(Dataset entries)

★ ★ ★

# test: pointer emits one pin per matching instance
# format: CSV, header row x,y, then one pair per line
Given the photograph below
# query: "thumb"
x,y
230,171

★ ★ ★

### Task brief:
Return all of the data above exactly, leaving out no line.

### Response to the task:
# test: pointer emits one pin per matching instance
# format: CSV, header row x,y, then one pair per line
Given the photograph below
# query: "thumb"
x,y
230,171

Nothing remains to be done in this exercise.